Natural-language object grounding data

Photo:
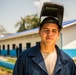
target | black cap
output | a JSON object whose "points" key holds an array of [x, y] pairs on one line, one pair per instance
{"points": [[56, 10], [49, 20]]}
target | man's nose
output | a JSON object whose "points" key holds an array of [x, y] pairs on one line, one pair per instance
{"points": [[49, 33]]}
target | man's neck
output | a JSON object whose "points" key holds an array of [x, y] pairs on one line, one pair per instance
{"points": [[47, 48]]}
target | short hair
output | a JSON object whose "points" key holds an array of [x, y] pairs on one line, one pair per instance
{"points": [[51, 20]]}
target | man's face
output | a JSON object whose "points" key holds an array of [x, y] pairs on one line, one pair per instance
{"points": [[49, 33]]}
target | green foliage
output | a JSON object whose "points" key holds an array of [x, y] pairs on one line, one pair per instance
{"points": [[11, 60], [28, 22]]}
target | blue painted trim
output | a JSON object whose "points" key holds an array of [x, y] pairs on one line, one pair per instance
{"points": [[3, 52], [7, 64], [12, 52], [70, 52]]}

• Work required: Please return, exactly as written, the lines from the first line of the records above through the line containing "target | green foliage", both included, leaving out any pictures.

• Solution to this exercise:
Photo:
target | black cap
output | a JSON object whose "points" key holds an array of [x, y] pairs on one line, one pair per instance
{"points": [[56, 10], [49, 20]]}
target | man's nose
output | a JSON object whose "points" key holds an array of [x, y] pairs on one line, one pair per instance
{"points": [[49, 33]]}
target | man's neck
output | a JSON object whose "points" key holds an array of [x, y] pairs on one line, one pair per instance
{"points": [[47, 48]]}
target | short hair
output | a JSON object whose "points" key holds an array of [x, y] pairs on one line, one pair per instance
{"points": [[51, 20]]}
target | man's face
output | a JSON object whose "points" key holds an array of [x, y] pairs on one line, one pair per instance
{"points": [[49, 33]]}
target | green foliage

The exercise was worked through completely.